• [The task]
Replace "pixel pair" with "coordinate pair" throughout the records below and write them out again, leaving every other word and number unchanged.

Pointing dataset excerpts:
===

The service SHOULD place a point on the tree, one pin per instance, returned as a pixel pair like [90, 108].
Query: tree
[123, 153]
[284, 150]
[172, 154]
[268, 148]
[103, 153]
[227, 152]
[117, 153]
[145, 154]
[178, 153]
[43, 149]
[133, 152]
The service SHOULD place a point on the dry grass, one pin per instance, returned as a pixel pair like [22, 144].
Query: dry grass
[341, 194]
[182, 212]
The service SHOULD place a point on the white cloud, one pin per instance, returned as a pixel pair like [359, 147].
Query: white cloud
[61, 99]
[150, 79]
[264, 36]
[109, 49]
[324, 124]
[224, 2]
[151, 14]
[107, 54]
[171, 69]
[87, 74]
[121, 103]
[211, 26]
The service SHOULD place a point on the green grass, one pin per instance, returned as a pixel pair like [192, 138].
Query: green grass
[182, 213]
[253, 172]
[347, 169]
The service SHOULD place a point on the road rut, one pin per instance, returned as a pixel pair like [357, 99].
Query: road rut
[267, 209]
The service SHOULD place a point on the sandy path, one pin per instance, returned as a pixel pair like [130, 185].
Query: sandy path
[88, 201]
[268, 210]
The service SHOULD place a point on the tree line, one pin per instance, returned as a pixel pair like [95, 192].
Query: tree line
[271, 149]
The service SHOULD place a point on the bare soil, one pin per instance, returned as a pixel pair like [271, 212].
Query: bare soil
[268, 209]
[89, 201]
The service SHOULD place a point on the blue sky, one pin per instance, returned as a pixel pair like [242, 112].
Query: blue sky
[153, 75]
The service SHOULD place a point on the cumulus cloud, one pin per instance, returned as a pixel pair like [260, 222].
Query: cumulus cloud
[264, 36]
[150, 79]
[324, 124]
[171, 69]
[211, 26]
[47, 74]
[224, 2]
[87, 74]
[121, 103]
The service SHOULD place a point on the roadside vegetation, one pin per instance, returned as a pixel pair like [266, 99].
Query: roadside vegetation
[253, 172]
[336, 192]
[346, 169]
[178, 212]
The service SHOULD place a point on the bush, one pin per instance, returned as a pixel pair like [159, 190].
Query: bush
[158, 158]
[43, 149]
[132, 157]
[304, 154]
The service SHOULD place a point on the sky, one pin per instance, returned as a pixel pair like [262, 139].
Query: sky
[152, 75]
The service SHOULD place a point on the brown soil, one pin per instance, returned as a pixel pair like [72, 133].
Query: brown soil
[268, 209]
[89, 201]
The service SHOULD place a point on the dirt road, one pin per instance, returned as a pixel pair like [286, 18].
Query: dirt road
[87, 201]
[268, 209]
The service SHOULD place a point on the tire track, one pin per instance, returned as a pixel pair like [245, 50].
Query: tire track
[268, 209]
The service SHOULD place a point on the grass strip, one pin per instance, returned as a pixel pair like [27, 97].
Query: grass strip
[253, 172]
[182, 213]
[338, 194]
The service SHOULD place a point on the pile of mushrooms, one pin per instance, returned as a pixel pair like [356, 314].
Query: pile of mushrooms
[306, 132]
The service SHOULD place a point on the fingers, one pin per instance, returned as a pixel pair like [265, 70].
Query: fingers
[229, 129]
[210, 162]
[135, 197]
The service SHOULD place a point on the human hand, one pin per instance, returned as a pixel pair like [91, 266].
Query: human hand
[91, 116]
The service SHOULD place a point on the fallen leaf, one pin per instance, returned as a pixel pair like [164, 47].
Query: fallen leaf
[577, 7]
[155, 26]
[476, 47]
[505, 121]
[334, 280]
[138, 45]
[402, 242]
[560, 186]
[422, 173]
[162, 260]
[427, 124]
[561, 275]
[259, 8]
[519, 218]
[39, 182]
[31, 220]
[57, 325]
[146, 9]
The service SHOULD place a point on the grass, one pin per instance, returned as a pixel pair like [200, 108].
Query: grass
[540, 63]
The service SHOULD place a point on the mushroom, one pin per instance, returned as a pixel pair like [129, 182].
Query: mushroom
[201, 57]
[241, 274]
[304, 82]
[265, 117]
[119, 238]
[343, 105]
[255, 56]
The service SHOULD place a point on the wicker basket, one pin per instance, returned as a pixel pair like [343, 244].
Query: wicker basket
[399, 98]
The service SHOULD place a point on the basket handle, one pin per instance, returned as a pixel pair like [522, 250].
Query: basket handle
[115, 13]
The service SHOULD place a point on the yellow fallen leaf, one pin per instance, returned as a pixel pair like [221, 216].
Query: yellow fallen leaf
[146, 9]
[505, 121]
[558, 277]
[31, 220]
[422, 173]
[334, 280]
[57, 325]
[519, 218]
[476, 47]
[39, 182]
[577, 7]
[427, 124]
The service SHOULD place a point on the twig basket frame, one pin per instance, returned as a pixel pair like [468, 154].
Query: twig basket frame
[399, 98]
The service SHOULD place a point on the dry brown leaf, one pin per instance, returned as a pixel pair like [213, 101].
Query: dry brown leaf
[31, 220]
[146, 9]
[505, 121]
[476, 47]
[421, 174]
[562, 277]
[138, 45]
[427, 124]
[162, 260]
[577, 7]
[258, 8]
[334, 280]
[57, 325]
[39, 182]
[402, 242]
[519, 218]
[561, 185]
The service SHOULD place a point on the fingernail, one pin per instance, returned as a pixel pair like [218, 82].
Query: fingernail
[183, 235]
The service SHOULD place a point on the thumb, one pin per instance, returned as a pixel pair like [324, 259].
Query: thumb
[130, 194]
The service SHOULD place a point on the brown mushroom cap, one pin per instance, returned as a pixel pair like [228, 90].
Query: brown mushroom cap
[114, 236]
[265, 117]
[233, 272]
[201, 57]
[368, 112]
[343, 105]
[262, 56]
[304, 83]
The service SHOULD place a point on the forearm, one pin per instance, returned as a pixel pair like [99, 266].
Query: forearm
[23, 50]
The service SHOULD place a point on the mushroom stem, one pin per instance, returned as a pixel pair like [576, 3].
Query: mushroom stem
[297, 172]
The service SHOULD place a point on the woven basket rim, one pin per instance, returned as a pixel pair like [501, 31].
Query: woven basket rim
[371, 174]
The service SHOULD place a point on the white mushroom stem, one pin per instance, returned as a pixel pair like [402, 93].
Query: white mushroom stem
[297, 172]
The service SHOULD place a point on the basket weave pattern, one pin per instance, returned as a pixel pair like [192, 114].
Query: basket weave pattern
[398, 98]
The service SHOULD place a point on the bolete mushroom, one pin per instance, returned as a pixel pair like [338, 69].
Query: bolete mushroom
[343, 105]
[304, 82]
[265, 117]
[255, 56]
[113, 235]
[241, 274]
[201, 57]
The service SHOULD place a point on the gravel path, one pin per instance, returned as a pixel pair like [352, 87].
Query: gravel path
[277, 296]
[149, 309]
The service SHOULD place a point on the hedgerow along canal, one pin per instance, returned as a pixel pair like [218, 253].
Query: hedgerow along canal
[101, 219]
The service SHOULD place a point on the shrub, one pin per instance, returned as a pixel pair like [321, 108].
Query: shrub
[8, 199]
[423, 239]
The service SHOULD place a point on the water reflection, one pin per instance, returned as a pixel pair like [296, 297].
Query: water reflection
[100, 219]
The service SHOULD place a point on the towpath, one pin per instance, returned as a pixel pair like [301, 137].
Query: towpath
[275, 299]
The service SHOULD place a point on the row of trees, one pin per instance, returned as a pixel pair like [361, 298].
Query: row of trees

===

• [Written answer]
The service SHOULD place a point on the tree, one pin per instance, returned as a coordinate pair like [90, 108].
Query: tree
[123, 153]
[284, 150]
[172, 154]
[268, 148]
[103, 153]
[227, 152]
[117, 153]
[145, 154]
[178, 153]
[43, 149]
[133, 152]
The service SHOULD place a point on the dry grass, one pin per instance, returned as a coordinate pair like [22, 144].
Query: dry grass
[341, 194]
[182, 212]
The service SHOULD place a point on the white cloud, one pin per instance, returned as a coordinate pair like [359, 147].
Query: white cloud
[61, 99]
[150, 79]
[264, 36]
[109, 49]
[324, 124]
[224, 2]
[151, 14]
[107, 54]
[171, 69]
[87, 74]
[121, 103]
[211, 26]
The service SHOULD place a point on the green grass, one pin per instance, returned as a coordinate pair like [192, 138].
Query: green grass
[182, 213]
[253, 172]
[347, 169]
The service SHOULD place a point on the road rut, one pin per instance, returned as a coordinate pair like [357, 99].
Query: road rut
[267, 209]
The service SHOULD place a point on the sandy path, one pin per instance, returned as a coordinate pair like [130, 185].
Query: sandy path
[88, 201]
[268, 210]
The service SHOULD place a point on the tree line, one pin per instance, returned as a coordinate pair like [95, 192].
Query: tree line
[271, 149]
The service SHOULD place a point on the bare soil, one pin per instance, returned as a coordinate pair like [271, 212].
Query: bare soil
[268, 209]
[89, 201]
The service SHOULD place a point on the blue sky, one pin per instance, returned as a coordinate pair like [242, 112].
Query: blue sky
[153, 75]
The service SHOULD place a point on the cumulus cloud, one pin per instance, returned as a coordinate pair like [260, 222].
Query: cumulus cloud
[264, 36]
[150, 79]
[324, 124]
[171, 69]
[211, 26]
[47, 74]
[224, 2]
[87, 74]
[121, 103]
The service SHOULD place a point on the roadside vegetation, one pin per instance, returned as a coordinate pair like [266, 99].
Query: roadside vegetation
[253, 172]
[336, 192]
[346, 169]
[178, 212]
The service SHOULD place a point on the bush, one pin per instance, returned as a coordinate pair like [159, 190].
Query: bush
[158, 158]
[43, 149]
[132, 157]
[304, 154]
The service SHOULD place a point on the sky, one pin per instance, returned as a coordinate pair like [262, 139].
Query: sky
[152, 75]
The service SHOULD place a point on the brown soil, one pin per instance, returned as a coordinate pair like [72, 133].
Query: brown soil
[268, 209]
[89, 201]
The service SHOULD place a point on the dirt road, one pin per instance, returned as a coordinate pair like [286, 18].
Query: dirt road
[87, 201]
[268, 209]
The service SHOULD place a point on the tire track, one pin per instance, returned as a coordinate pair like [245, 50].
Query: tire track
[268, 209]
The service SHOULD place a point on the grass strip, one pin per instance, returned as a coordinate pair like [27, 97].
Query: grass strip
[253, 172]
[182, 213]
[338, 194]
The service SHOULD place a point on the pile of mushrooms, one pin per instance, returned as a coordinate pair like [356, 314].
Query: pile of mushrooms
[306, 132]
The service SHOULD place a point on the fingers, one pin per instance, returned as a coordinate pair like [265, 70].
Query: fingers
[229, 129]
[210, 162]
[135, 197]
The service SHOULD place a point on the human hand, one pin per instance, returned as a coordinate pair like [91, 266].
Query: human hand
[91, 116]
The service SHOULD place a point on the fallen leaf, one pin per instance, returned as a coordinate pair like [164, 47].
Query: fallen leaf
[577, 7]
[155, 26]
[476, 47]
[505, 121]
[334, 280]
[138, 45]
[402, 242]
[560, 186]
[422, 173]
[162, 260]
[427, 124]
[561, 275]
[259, 8]
[519, 218]
[39, 182]
[31, 220]
[57, 325]
[146, 9]
The service SHOULD place a point on the grass, one pin per instance, returned as a coordinate pair like [200, 108].
Query: grass
[540, 63]
The service SHOULD place a point on the mushroom, one pin per instance, returned as a coordinate pair like [129, 182].
Query: mushroom
[201, 57]
[241, 274]
[304, 82]
[265, 117]
[119, 238]
[343, 105]
[255, 56]
The service SHOULD place a point on the wicker basket, one pin per instance, returned as a coordinate pair like [343, 244].
Query: wicker basket
[399, 98]
The service SHOULD place a point on the basket handle, one pin per instance, returned as a coordinate pair like [522, 250].
Query: basket handle
[115, 13]
The service SHOULD place a point on the yellow fallen leaf, one pin per instance, returned as a coordinate pair like [221, 216].
Query: yellow fallen leaf
[146, 9]
[505, 121]
[558, 277]
[31, 220]
[422, 173]
[334, 280]
[57, 325]
[519, 218]
[476, 47]
[39, 182]
[577, 7]
[427, 124]
The service SHOULD place a point on the twig basket frame, one pin per instance, returned as a coordinate pair like [468, 154].
Query: twig basket frame
[399, 98]
The service SHOULD place a point on the dry brown leaf, one pin per instance, returned as a coordinate pair like [213, 101].
Query: dry brown leaf
[31, 220]
[146, 9]
[505, 121]
[476, 47]
[421, 174]
[562, 277]
[138, 45]
[427, 124]
[162, 260]
[577, 7]
[258, 8]
[334, 280]
[57, 325]
[39, 182]
[402, 242]
[519, 218]
[561, 185]
The service SHOULD place a point on the fingernail, one pin per instance, returned as a coordinate pair like [218, 82].
Query: fingernail
[183, 235]
The service SHOULD place a point on the thumb, one pin per instance, returned as a coordinate pair like [324, 259].
Query: thumb
[130, 194]
The service SHOULD place a point on the brown mushroom cap, one pin per instance, returned as a coordinate pair like [228, 90].
Query: brown mushroom cap
[114, 236]
[265, 117]
[233, 272]
[201, 57]
[368, 112]
[343, 105]
[262, 56]
[304, 83]
The service SHOULD place a point on the forearm, one pin per instance, returned as a coordinate pair like [99, 266].
Query: forearm
[23, 50]
The service SHOULD place a point on the mushroom stem, one pin per instance, returned as a coordinate pair like [576, 3].
Query: mushroom stem
[297, 172]
The service SHOULD place a point on the woven basket rim, one pin per instance, returned as a coordinate pair like [501, 31].
Query: woven basket rim
[371, 174]
The service SHOULD place a point on the white mushroom stem, one pin per instance, returned as a coordinate pair like [402, 93].
Query: white mushroom stem
[297, 172]
The service SHOULD place a point on the basket weave pattern, one pin per instance, returned as a coordinate pair like [192, 114].
Query: basket weave pattern
[398, 98]
The service SHOULD place a point on the bolete mushroom, one pin per instance, returned as a coordinate pair like [338, 69].
Query: bolete mushroom
[343, 105]
[304, 82]
[265, 117]
[255, 56]
[113, 235]
[241, 274]
[201, 57]
The service SHOULD place a point on the gravel path, one pin per instance, returned as a coordinate pair like [352, 87].
Query: gravel path
[277, 296]
[149, 309]
The service SHOULD place a point on the hedgerow along canal, one pin per instance, returned as a coordinate pair like [218, 253].
Query: hedgerow along canal
[101, 219]
The service SHOULD place a point on the shrub, one pin per instance, returned as a coordinate pair like [321, 108].
Query: shrub
[8, 199]
[423, 239]
The service SHOULD place a point on the water reflection, one pin per instance, returned as a coordinate pair like [296, 297].
Query: water reflection
[100, 219]
The service SHOULD place a point on the towpath, one pin per instance, returned as a coordinate pair like [301, 137].
Query: towpath
[275, 299]
The service SHOULD place a point on the row of trees, one pin per instance, returned as a coordinate pair like [361, 298].
Query: row of trees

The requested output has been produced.